TASK -
From the email below about the new year, copy out every sentence that begins with the word "I".

PASSAGE TO READ -
** Begin **
I really hope you have had a peaceful start to your year. The new year has dealt some unexpected turns in the road for me. I want to flag that I am sharing on a sensitive topic in this email before I begin.
In September we arrived in Australia to see family we had been separated from for so long, and around the same time found out I was pregnant. It felt like very special timing and we started planting new seeds for the new life and the new year ahead.
Then, on Christmas morning we received the early signs we were losing the baby. A week later, it was clear we had. I didn’t expect it to be so physical. Our focus went from birth to death in a single moment. These two things seemingly opposite yet actually so close to together. These two thresholds that we all share.
I questioned sharing about this as only our inner circle knew we were pregnant, I decided to as it is such a silenced experience and one that is so misunderstood while also being so very common.
The same week the baby was conceived, I received guidance on the direction of my work based on a vision I had had five years earlier. We made a detailed plan to spend 2022 creating that before the baby came. At the time I wondered if it was the soul of my baby that came here to co-create that with me. Maybe. I will now birth that work regardless.
** End **
GIVEN ENTRIES -
** Begin **
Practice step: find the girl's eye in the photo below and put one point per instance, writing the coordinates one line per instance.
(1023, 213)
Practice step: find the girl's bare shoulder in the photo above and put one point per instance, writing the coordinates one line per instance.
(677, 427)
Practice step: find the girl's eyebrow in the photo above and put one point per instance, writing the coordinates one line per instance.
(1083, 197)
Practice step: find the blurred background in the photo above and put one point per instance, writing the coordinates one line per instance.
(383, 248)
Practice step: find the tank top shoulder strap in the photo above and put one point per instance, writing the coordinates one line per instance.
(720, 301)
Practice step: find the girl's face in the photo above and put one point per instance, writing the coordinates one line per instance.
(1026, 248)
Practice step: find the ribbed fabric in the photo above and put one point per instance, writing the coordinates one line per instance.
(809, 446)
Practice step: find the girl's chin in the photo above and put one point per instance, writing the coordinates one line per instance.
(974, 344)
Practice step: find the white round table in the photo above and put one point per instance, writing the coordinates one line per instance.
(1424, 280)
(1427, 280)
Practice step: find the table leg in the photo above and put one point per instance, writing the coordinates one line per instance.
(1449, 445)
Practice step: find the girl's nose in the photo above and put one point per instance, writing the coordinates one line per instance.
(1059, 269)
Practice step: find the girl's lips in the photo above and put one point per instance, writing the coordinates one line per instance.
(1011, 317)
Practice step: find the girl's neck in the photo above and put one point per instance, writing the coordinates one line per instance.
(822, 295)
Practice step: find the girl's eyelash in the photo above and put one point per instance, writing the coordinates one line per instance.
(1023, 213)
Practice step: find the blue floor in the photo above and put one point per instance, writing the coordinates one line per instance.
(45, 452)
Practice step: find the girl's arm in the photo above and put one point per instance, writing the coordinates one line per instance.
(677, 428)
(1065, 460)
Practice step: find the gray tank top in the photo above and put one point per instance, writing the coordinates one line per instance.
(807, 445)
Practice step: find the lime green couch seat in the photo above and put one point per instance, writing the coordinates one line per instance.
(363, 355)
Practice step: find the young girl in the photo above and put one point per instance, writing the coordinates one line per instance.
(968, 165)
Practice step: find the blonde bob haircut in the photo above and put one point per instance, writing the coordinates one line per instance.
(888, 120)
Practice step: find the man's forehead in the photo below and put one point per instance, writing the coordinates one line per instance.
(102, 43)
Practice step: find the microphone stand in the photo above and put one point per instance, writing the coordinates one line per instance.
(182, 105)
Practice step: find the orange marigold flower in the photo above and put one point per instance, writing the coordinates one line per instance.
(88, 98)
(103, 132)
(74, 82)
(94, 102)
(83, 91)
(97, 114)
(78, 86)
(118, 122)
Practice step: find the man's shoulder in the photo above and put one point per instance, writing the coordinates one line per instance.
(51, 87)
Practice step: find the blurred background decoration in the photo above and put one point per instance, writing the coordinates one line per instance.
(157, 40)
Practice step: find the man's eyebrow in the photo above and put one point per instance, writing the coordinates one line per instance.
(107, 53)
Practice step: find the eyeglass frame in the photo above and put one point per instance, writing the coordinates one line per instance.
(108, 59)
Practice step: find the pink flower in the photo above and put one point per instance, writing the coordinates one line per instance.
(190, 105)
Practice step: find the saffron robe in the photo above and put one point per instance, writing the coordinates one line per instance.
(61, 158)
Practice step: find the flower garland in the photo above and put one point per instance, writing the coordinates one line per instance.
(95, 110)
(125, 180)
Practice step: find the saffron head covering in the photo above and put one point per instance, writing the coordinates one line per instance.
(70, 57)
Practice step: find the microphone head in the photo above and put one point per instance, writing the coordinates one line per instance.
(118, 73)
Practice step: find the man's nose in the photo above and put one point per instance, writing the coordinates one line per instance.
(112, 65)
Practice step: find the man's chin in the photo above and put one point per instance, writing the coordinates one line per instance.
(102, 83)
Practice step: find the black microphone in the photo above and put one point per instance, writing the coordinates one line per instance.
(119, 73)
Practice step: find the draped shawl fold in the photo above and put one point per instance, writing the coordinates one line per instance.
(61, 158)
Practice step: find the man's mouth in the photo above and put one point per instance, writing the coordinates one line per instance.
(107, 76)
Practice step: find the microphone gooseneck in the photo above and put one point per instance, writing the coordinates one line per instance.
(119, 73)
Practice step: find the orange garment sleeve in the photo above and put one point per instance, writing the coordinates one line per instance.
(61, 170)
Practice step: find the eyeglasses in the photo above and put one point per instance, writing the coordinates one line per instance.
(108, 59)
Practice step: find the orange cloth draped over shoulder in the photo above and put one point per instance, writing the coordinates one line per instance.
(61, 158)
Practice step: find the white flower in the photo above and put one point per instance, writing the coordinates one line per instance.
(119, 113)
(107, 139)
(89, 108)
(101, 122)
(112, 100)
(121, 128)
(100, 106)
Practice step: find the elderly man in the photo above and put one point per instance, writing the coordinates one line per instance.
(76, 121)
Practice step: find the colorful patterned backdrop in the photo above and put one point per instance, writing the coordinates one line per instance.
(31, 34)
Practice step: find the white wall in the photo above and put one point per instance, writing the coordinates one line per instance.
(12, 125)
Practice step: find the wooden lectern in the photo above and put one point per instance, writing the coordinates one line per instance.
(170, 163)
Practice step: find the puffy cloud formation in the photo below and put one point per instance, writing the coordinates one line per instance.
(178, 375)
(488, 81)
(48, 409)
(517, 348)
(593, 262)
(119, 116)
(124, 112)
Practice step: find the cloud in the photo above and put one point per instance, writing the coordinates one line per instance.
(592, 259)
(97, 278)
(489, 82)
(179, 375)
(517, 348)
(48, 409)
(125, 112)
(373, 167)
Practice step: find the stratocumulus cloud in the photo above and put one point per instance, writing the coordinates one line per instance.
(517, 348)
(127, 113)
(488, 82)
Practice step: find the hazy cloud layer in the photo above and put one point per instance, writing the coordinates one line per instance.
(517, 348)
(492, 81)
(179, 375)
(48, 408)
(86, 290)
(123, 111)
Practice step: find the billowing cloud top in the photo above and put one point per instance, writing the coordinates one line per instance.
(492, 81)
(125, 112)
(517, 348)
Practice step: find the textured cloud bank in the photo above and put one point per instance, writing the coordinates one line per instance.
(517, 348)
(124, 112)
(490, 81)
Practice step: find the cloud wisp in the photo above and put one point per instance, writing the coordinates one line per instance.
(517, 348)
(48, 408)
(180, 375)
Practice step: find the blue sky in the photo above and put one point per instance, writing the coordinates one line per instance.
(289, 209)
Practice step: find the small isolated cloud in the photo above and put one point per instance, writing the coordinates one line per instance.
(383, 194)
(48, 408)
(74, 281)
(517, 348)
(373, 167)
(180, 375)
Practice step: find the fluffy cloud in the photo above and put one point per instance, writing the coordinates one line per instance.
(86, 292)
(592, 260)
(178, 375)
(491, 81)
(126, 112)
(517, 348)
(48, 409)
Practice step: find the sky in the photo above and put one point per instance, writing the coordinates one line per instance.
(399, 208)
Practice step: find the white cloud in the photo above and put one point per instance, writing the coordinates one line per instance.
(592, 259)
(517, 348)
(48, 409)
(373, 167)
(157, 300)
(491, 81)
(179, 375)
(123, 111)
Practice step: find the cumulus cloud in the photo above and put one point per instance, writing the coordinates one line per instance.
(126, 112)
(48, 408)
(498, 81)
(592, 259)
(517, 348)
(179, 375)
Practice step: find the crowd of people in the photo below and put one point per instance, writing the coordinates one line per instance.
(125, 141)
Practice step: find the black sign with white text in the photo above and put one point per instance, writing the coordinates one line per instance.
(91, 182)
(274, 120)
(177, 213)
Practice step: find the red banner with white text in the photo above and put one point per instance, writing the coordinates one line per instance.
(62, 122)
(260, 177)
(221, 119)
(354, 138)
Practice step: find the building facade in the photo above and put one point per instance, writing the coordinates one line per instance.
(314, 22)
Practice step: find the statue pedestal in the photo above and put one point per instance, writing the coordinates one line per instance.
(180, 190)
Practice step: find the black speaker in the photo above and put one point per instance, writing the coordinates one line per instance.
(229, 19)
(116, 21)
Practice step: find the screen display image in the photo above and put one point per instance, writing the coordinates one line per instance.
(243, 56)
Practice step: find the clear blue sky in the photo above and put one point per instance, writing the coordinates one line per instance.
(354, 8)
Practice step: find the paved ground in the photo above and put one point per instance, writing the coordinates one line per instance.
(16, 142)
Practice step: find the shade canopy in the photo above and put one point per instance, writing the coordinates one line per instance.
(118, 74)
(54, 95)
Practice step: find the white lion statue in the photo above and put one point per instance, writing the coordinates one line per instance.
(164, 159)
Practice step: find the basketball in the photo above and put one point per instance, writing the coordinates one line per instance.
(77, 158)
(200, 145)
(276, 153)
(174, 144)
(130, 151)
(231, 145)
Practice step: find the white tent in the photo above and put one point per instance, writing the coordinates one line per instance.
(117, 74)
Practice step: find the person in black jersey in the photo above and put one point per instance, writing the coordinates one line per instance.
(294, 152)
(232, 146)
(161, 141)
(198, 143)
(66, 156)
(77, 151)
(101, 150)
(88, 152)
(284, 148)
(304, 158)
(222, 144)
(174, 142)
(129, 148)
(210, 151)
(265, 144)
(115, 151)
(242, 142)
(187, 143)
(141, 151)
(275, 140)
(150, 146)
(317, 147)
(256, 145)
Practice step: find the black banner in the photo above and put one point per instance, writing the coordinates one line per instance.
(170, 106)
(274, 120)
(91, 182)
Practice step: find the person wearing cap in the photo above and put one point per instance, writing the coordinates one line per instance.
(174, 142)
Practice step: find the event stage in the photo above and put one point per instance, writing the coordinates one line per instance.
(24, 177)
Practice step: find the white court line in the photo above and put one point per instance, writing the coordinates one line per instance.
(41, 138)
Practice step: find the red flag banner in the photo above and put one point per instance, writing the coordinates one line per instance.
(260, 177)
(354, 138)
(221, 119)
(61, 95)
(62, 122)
** End **
TASK RESPONSE -
I really hope you have had a peaceful start to your year.
I want to flag that I am sharing on a sensitive topic in this email before I begin.
I didn’t expect it to be so physical.
I questioned sharing about this as only our inner circle knew we were pregnant, I decided to as it is such a silenced experience and one that is so misunderstood while also being so very common.
I will now birth that work regardless.